Available data Block Start

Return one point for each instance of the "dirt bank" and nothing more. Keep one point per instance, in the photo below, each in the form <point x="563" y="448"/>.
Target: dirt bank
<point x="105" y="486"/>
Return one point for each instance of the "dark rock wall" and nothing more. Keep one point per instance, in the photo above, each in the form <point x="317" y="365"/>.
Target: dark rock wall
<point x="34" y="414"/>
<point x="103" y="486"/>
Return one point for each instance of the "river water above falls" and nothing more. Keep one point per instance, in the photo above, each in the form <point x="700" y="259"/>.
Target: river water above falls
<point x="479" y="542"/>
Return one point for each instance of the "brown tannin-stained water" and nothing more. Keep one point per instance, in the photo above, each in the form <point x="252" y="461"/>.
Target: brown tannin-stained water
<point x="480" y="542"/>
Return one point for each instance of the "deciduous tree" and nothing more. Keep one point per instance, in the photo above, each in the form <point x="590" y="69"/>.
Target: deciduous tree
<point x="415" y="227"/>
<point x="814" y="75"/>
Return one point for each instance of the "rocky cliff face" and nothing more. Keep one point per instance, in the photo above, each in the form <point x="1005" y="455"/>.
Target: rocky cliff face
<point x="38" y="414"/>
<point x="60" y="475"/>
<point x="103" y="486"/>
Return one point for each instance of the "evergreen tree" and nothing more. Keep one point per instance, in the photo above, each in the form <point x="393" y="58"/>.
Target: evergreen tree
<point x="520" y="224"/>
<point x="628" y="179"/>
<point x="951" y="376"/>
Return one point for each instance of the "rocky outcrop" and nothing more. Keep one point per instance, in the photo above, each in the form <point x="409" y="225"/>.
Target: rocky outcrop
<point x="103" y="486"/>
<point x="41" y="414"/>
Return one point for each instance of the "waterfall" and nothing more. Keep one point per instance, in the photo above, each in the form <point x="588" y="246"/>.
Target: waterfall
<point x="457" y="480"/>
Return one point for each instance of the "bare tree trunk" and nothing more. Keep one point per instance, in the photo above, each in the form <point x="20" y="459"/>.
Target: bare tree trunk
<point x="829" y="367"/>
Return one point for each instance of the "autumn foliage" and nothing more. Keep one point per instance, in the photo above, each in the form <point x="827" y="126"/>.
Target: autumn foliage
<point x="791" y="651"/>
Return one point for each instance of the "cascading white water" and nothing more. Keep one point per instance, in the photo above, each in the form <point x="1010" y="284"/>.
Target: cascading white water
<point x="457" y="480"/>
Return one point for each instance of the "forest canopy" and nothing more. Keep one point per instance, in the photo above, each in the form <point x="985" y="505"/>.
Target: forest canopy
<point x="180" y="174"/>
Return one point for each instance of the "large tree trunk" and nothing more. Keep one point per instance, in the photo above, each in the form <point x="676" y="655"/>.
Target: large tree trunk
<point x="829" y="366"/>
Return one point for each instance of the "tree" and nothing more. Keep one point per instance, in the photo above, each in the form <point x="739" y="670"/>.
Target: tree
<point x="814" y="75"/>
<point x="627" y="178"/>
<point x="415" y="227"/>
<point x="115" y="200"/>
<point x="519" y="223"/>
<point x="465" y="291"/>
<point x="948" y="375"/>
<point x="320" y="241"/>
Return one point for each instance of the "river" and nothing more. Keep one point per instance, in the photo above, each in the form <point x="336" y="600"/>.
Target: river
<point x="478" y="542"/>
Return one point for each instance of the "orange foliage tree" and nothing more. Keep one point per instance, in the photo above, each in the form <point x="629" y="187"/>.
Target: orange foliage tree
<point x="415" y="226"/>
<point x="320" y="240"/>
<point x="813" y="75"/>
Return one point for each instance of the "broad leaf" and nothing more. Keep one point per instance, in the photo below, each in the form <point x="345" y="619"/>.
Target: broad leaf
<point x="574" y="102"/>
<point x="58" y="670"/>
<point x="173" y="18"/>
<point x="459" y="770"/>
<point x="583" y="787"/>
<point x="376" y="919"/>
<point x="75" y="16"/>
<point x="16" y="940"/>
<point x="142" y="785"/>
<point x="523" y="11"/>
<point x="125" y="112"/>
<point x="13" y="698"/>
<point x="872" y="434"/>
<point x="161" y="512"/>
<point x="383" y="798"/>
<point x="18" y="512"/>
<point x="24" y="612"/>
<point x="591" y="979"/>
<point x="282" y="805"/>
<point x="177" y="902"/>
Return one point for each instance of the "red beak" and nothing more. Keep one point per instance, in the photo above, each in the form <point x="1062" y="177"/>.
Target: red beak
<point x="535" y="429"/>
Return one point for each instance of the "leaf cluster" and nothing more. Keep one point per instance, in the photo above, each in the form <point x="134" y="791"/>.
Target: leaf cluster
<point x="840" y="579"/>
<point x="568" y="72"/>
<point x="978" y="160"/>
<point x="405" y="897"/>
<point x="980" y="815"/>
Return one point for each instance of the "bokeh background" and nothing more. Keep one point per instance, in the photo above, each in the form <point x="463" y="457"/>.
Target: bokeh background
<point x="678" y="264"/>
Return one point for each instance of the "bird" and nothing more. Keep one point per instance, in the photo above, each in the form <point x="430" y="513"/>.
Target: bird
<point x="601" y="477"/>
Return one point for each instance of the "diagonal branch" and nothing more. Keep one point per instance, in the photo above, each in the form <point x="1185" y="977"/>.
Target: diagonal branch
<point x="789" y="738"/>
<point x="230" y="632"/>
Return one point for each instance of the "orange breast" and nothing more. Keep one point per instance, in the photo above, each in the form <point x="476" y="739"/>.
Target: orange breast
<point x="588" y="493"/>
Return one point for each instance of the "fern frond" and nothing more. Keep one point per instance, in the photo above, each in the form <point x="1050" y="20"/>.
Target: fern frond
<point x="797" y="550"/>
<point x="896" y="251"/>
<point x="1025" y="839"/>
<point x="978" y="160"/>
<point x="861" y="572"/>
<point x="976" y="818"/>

Available data Block End

About this exercise :: Write out every entry above exactly as given.

Task solution ::
Return one point for each instance of the "dirt bank" and nothing more. Keep one point per instance, in the photo below, each in the form <point x="563" y="448"/>.
Target: dirt bank
<point x="105" y="486"/>
Return one point for each instance of the "dark rock wall" and nothing more. Keep one point per instance, in the photo above, each in the form <point x="317" y="365"/>.
Target: dark rock wall
<point x="34" y="414"/>
<point x="103" y="486"/>
Return one point for each instance of the "river water above falls" and nothing more. Keep one point per instance, in the photo above, each in the form <point x="700" y="259"/>.
Target: river water above falls
<point x="479" y="542"/>
Return one point for each instance of the "brown tannin-stained water" and nothing more. Keep one point per instance, in the photo above, each in the form <point x="252" y="461"/>.
Target: brown tannin-stained water
<point x="480" y="542"/>
Return one point for each instance of the "deciduous tree" and nothing more. Keep one point per instance, in the photo above, each in the form <point x="590" y="69"/>.
Target: deciduous tree
<point x="415" y="227"/>
<point x="814" y="75"/>
Return one point for each instance of the "rocky cliff face" and nothing more. Keep one point per instance, in the photo above, each in the form <point x="1005" y="455"/>.
Target: rocky cliff face
<point x="38" y="414"/>
<point x="60" y="475"/>
<point x="103" y="486"/>
Return one point for each instance of the "evergreen tree" and nothing more. Keep one point per instance, in the photo above, each in the form <point x="393" y="58"/>.
Target: evergreen tree
<point x="520" y="224"/>
<point x="628" y="179"/>
<point x="951" y="376"/>
Return one point for each instance of the "rocky outcrop" and nothing more. Keep one point per instance, in the photo above, each in the form <point x="409" y="225"/>.
Target: rocky outcrop
<point x="103" y="486"/>
<point x="41" y="414"/>
Return one point for each instance of the "waterfall" and nothing more. Keep one point per instance, in the photo above, each in the form <point x="588" y="246"/>.
Target: waterfall
<point x="457" y="480"/>
Return one point for each instance of the "bare tree trunk" and nothing more. Keep one point per instance, in the photo above, each in the form <point x="20" y="459"/>.
Target: bare tree trunk
<point x="829" y="367"/>
Return one point for each instance of the "autumn foliage" and nothing more. Keep one point per instance, in the photo above, each in the form <point x="827" y="126"/>.
Target: autumn foliage
<point x="791" y="651"/>
Return one point for each instance of the "cascading white water" and nothing more. Keep one point per instance, in the photo above, each in the form <point x="1010" y="284"/>.
Target: cascading white water
<point x="457" y="480"/>
Return one point for each instance of the "forest canopy" and nothing more. Keep one point per instance, in the photo above, each in the form <point x="985" y="505"/>.
Target: forest canopy
<point x="180" y="174"/>
Return one point for each instance of the "large tree trunk" and nothing more. Keep one point per instance, in the photo above, each in the form <point x="676" y="655"/>.
Target: large tree trunk
<point x="829" y="366"/>
Return one point for each instance of the "tree" and nothing more. Keep one point per instance, in the photo above, each in the form <point x="739" y="670"/>.
Target: tree
<point x="814" y="75"/>
<point x="627" y="178"/>
<point x="415" y="227"/>
<point x="115" y="200"/>
<point x="519" y="223"/>
<point x="465" y="291"/>
<point x="948" y="375"/>
<point x="320" y="241"/>
Return one point for each instance of the "river" and nothing more. Keep one point per instance, in the photo above, each in the form <point x="336" y="600"/>.
Target: river
<point x="478" y="542"/>
Return one point for each instance of the "orange foliage tree" and nothing more. Keep one point per instance, in the photo above, each in the form <point x="629" y="187"/>.
Target: orange foliage tree
<point x="415" y="226"/>
<point x="320" y="240"/>
<point x="813" y="75"/>
Return one point for each instance of the "broad leaf" and nothing more. Keep one point per instance, in the photo below, each in the form <point x="345" y="619"/>.
Target: broad leaf
<point x="574" y="102"/>
<point x="58" y="670"/>
<point x="173" y="18"/>
<point x="459" y="770"/>
<point x="583" y="787"/>
<point x="376" y="919"/>
<point x="75" y="16"/>
<point x="16" y="940"/>
<point x="142" y="785"/>
<point x="523" y="11"/>
<point x="125" y="112"/>
<point x="13" y="698"/>
<point x="872" y="434"/>
<point x="161" y="512"/>
<point x="383" y="798"/>
<point x="18" y="512"/>
<point x="24" y="612"/>
<point x="591" y="979"/>
<point x="282" y="805"/>
<point x="177" y="902"/>
Return one point for each instance of the "red beak" and nothing more. Keep one point per instance, in the photo above, each in the form <point x="1062" y="177"/>.
Target: red beak
<point x="535" y="429"/>
Return one point for each instance of the "leaf cluster" and nothing more. Keep one point per instance, in the photo above, each in the form <point x="134" y="791"/>.
Target: leaf cluster
<point x="840" y="579"/>
<point x="568" y="72"/>
<point x="978" y="160"/>
<point x="405" y="897"/>
<point x="980" y="815"/>
Return one point for each instance of the "bokeh background" and nothing more. Keep one point per instance, in the photo above, each in the form <point x="463" y="457"/>.
Target: bokeh background
<point x="678" y="264"/>
Return one point for each instance of the "bird" and nothing more. Keep one point per instance, in the photo above, each in the form <point x="430" y="513"/>.
Target: bird
<point x="601" y="477"/>
Return one point for each instance of the "diagonal branch" and nothing more. Keep one point per instance, in the photo above, each in the form <point x="1185" y="977"/>.
Target: diagonal branch
<point x="789" y="738"/>
<point x="230" y="632"/>
Return one point for each instance of the "orange breast" and nothing more. Keep one point per instance, in the photo above, each in the form <point x="476" y="739"/>.
Target: orange breast
<point x="588" y="493"/>
Return one point for each instance of the "fern frond" and nothing more. Keep one point per instance, in the photo above, each in the form <point x="1050" y="20"/>.
Target: fern frond
<point x="797" y="550"/>
<point x="896" y="251"/>
<point x="1025" y="839"/>
<point x="978" y="160"/>
<point x="861" y="572"/>
<point x="976" y="818"/>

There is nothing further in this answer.